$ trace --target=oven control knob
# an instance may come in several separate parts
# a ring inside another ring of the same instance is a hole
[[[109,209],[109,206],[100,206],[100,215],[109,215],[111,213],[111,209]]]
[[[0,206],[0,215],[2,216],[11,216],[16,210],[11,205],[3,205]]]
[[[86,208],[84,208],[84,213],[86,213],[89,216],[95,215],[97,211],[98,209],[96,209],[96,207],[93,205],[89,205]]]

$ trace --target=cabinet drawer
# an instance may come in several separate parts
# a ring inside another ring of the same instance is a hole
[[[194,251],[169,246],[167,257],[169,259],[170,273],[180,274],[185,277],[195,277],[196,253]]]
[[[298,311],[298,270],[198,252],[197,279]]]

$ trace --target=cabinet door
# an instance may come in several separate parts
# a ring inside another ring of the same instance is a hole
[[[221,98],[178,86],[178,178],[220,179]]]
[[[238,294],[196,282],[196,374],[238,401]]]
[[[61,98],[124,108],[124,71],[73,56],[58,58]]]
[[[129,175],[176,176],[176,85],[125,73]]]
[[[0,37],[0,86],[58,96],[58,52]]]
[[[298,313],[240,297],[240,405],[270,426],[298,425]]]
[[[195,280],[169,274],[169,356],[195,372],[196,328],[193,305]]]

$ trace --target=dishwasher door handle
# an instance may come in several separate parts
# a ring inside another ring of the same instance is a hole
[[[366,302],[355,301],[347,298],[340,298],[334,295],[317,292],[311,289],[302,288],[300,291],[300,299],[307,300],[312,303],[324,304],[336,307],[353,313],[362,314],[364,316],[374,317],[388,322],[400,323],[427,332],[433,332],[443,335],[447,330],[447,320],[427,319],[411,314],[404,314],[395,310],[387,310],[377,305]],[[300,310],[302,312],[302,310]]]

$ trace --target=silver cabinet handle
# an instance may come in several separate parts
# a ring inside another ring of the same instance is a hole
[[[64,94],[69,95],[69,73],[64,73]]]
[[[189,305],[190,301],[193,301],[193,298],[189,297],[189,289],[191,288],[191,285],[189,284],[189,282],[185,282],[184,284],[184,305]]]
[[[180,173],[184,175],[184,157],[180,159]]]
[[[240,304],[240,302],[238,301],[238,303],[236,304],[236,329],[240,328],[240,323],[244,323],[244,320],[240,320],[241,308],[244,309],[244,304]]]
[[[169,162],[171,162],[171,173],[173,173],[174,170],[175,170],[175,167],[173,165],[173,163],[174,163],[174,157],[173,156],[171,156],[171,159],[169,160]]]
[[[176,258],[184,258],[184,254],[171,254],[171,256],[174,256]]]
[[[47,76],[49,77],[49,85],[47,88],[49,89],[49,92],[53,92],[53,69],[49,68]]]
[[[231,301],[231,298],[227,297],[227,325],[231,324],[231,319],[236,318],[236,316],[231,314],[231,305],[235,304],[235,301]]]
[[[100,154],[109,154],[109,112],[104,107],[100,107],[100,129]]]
####################
Return the data exactly, every line included.

$ trace --target=oven control knob
# an instance may come in several separate parts
# a ring inside another ring of the same instance is a hole
[[[109,209],[109,206],[100,206],[100,215],[109,215],[111,213],[111,209]]]
[[[0,206],[0,215],[2,216],[11,216],[16,210],[11,205],[3,205]]]
[[[86,208],[84,208],[84,213],[86,213],[89,216],[95,215],[97,211],[98,209],[96,209],[96,207],[93,205],[89,205]]]

$ trace --target=cabinet drawer
# an instance may come in several separate parts
# a ring inside another ring of the same instance is a hole
[[[194,251],[169,246],[167,257],[169,259],[170,273],[180,274],[185,277],[195,277],[196,253]]]
[[[298,311],[298,270],[198,252],[197,279]]]

$ trace --target=cabinet door
# an instance may come in several separate parts
# a ring inside another ring of the same instance is a hole
[[[221,98],[178,86],[178,178],[220,179]]]
[[[238,294],[196,282],[196,374],[238,401]]]
[[[61,98],[124,108],[124,71],[73,56],[58,58]]]
[[[129,175],[176,176],[176,85],[125,73]]]
[[[0,37],[0,86],[58,96],[58,52]]]
[[[298,313],[240,297],[240,405],[270,426],[298,425]]]
[[[195,280],[169,274],[169,356],[195,372],[196,328],[193,305]]]

$ trace --target=dishwasher door handle
# an instance may come in several separate parts
# a ring inside another ring of the same instance is a hole
[[[366,302],[355,301],[347,298],[340,298],[334,295],[317,292],[311,289],[302,288],[300,291],[300,299],[307,300],[312,303],[324,304],[336,307],[353,313],[362,314],[364,316],[374,317],[388,322],[400,323],[427,332],[433,332],[443,335],[447,330],[447,320],[427,319],[411,314],[404,314],[395,310],[387,310],[377,305]],[[300,310],[302,312],[302,310]]]

$ trace --target=silver cabinet handle
# an instance may come in several separate parts
# a ring inside another ring of the same instance is a hole
[[[64,94],[69,95],[69,73],[64,73]]]
[[[189,305],[190,301],[193,301],[193,298],[189,297],[189,289],[191,288],[191,285],[189,284],[189,282],[185,282],[184,284],[184,305]]]
[[[180,173],[184,175],[184,157],[180,159]]]
[[[240,304],[240,302],[238,301],[238,303],[236,304],[236,329],[240,328],[240,323],[244,323],[244,320],[240,320],[241,308],[244,309],[244,304]]]
[[[169,162],[171,162],[171,173],[173,173],[174,170],[175,170],[175,167],[173,165],[173,163],[174,163],[174,157],[173,156],[171,156],[171,159],[169,160]]]
[[[176,258],[184,258],[184,254],[171,254],[171,256],[174,256]]]
[[[47,76],[49,77],[49,85],[47,88],[49,89],[49,92],[53,92],[53,69],[49,68]]]
[[[231,301],[231,298],[227,297],[227,325],[231,324],[231,319],[236,318],[236,316],[231,314],[231,305],[235,304],[235,301]]]
[[[100,154],[109,154],[109,112],[104,107],[100,107],[100,129]]]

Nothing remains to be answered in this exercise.